* _Instructions_:
[1] According to the article on the Yankees' season, why does it make sense for the Diamondbacks to sell at the deadline? Answer in one to three sentences.
[2] In the article on the Yankees' season, on what date did Madison Bumgarner throw his seven-inning no-hitter?
[3] Write the next part of the article on the Yankees' season, starting after its final sentence.

FanGraphs has their postseason odds down to 44.0%. They were 91.3% on Opening Day and 90.0% as recently as May 23rd. The White Sox (92.3%), Astros (77.6%), Rays (76.6%), Red Sox (59.0%) Athletics (60.4%), and Blue Jays (46.4%) all have better postseason odds than the Yankees. Only five teams make the postseason, you know. The odds, they’re not so good.

At this point I’m more worried about the winning season streak ending than I am missing the postseason. If the Yankees make the postseason, they’ll probably just lose to a better, more well-rounded team. The winning season streak though? It dates back to 1992 and is cool as hell. I appreciate the Yankees never being truly bad. This, right now, is as bad as it's been at any point in the last two decades. We’re spoiled. I hope the winning season streak survives 2021.

“Up to this point, we have not played as consistently as we would like,” Brett Gardner told Hoch over the weekend. “But I still love the group of guys we have in that room. I think we're capable of more than we've showed up to this point.”

2. Potential trade partner: Arizona Diamondbacks. Wow are the D’Backs bad. They have baseball’s worst record at 20-46, and they’ve lost 33 of their last 38 games (!). Remember Madison Bumgarner’s seven-inning no-hitter? That was April 25th, and Arizona hasn’t won a road game since. Their 19-game road losing streak is the fourth longest in history.

Given their record, and the fact they’re stuck in a division with the Dodgers and Padres, it makes sense for the D’Backs to sell at the deadline. I’ve heard secondhand that a rebuild is imminent, and Robert Murray reports Arizona has already let teams know certain players are available. When you’re this bad in a division that good, it only makes sense to sell.

Referring expression data based on photos:
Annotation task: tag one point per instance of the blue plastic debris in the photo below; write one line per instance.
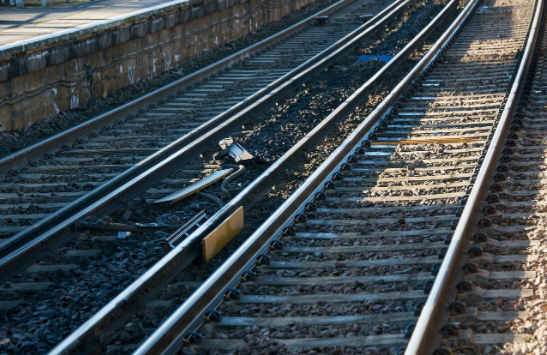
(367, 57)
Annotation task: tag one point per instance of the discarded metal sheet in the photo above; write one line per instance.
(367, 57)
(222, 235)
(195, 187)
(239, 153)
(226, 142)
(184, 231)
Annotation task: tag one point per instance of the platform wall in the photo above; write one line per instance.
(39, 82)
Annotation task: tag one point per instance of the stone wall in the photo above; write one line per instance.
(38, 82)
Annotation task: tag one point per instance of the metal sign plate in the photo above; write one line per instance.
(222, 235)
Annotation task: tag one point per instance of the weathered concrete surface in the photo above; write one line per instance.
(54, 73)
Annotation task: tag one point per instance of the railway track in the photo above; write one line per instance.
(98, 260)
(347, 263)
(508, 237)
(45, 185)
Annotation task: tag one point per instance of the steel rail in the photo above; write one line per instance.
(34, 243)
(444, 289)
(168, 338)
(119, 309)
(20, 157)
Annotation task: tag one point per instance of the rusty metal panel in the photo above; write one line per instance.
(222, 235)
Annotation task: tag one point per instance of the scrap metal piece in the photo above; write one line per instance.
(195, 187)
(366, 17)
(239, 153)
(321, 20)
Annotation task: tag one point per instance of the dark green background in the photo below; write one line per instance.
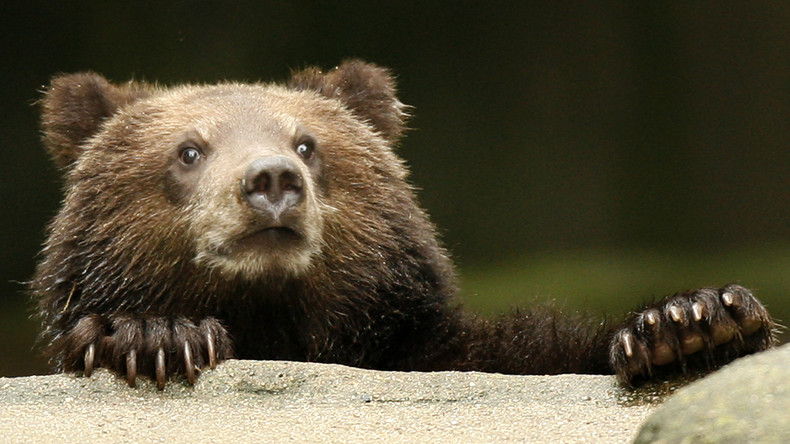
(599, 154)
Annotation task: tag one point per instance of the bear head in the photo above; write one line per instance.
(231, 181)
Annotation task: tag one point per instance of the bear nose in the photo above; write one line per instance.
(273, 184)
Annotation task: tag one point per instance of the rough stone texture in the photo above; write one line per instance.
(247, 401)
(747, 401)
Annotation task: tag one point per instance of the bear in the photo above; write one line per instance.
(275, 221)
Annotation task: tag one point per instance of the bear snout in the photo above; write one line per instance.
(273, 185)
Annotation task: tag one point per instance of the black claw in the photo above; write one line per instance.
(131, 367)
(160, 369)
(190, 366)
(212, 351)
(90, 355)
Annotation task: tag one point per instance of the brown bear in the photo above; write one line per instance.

==

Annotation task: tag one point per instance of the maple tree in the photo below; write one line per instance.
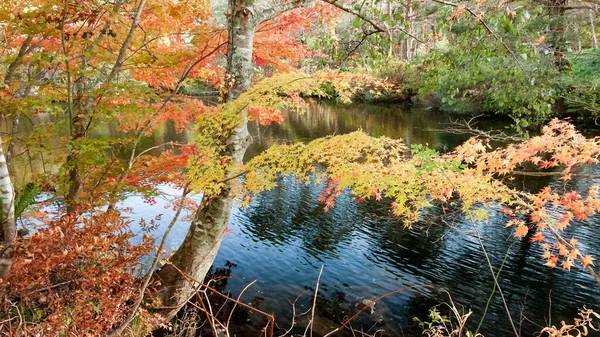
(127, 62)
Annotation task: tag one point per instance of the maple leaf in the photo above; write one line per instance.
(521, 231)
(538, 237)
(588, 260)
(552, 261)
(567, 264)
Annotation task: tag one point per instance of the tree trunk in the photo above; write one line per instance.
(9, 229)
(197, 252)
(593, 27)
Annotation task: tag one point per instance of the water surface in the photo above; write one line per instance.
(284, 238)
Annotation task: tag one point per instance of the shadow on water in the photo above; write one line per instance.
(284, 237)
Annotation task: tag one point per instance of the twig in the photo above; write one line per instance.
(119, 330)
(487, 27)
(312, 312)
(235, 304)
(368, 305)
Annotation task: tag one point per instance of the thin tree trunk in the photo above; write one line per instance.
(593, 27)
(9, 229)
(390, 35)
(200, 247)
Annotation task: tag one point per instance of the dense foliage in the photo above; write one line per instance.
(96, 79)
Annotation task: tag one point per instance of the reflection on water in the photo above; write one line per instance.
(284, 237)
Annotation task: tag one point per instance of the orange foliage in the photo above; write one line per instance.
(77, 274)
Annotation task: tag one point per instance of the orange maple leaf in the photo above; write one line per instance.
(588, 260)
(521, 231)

* _Your written answers_:
[1] The Diamondbacks have baseball's worst record at 20-46. They are also stuck in a division with the Dodgers and Padres. The article says that when a team is this bad in a division that good, selling is the only thing that makes sense.

[2] April 25th.

[3]
The D’Backs are a strict budget team and getting them to eat salary to help with the luxury tax plan may not be easy. They dumped Robbie Ray at the deadline last year for a reliever (Travis Bergen) they designated for assignment over the winter simply because they wanted to get out of one month of Ray’s salary (about $1.6M). The cheapness is strong with this team.

The Yankees have 97 games remaining, they have Cy Young (Gerrit Cole) and MVP (Aaron Judge) candidates, and they have the resources to get just about anything they need. They should be aggressive prior to the trade deadline (the sooner the better), and the D’Backs are an obvious seller. I bet they’re willing to talk turkey right now. Let’s look over their roster.

SS Nick Ahmed

2021 stats: .220/.279/.319 (66 wRC+) with 1 HR in 198 PA

Contract status: $7.5M in 2021 plus $17.5M from 2022-23 ($8.125M luxury tax hit)

The skinny: Thanks to the rocket ball, Ahmed slugged 35 home runs from 2018-19, though his career high is a 96 wRC+ during the 60-game season last year. Eh. Ahmed is a great defensive shortstop who would improve the Yankees’ infield defense, and they’ve maybe had interest in him in the past. That was a long time ago now, though perhaps the interest lingers.

I think the contract is a deal breaker. Why tie yourself to a 31-year-old with a light bat through 2023 when the mother of all free agent shortstop classes is on the horizon? I’m sure the D’Backs would love to unload Ahmed with top shortstop prospect Geraldo Perdomo knocking on the door. I don’t see him as a fit for the Yankees though. Not when he’s signed long-term.

LHP Madison Bumgarner

2021 stats: 5.73 ERA (4.45 FIP) with 24.0 K% and 7.7 BB% in 59.2 innings

Contract status: $19M in 2021 plus $60M from 2022-24 ($17M luxury tax hit)

The skinny: Since taking a discount to be close to his home (and side hustle) in Phoenix, the 31-year-old Bumgarner has posted a 6.04 ERA (5.57 FIP) in 101.1 innings. This didn’t happen out of nowhere either. There were signs of decline toward the end of his tenure with the Giants. To be fair, Bumgarner has been better this year than last year (full-size image) …

… though he’s still pretty bad, and he’s currently on the injured list with a shoulder problem. In an alternate universe where the Yankees spend like crazy (I’m talking $300M+ payroll), taking on Bumgarner’s contract to lower the prospect cost for another player would make sense. In reality, there’s no way. I’m mentioning him here out of respect for all he’s accomplished. Pass.

IF Asdrubal Cabrera

2021 stats: .264/.366/.426 (118 wRC+) with 4 HR in 153 PA

Contract status: $1.75M in 2021

The skinny: Alright, let’s get to the players who might actually interest the Yankees. Cabrera, 35, is prime trade bait as a rental veteran on a bad team, though he’s primarily a first and third baseman at this point. He hasn’t played the middle infield since 2019, and he hasn’t played it regularly since 2018. You can put Cabrera at second in a pinch. Full-time though? Nah.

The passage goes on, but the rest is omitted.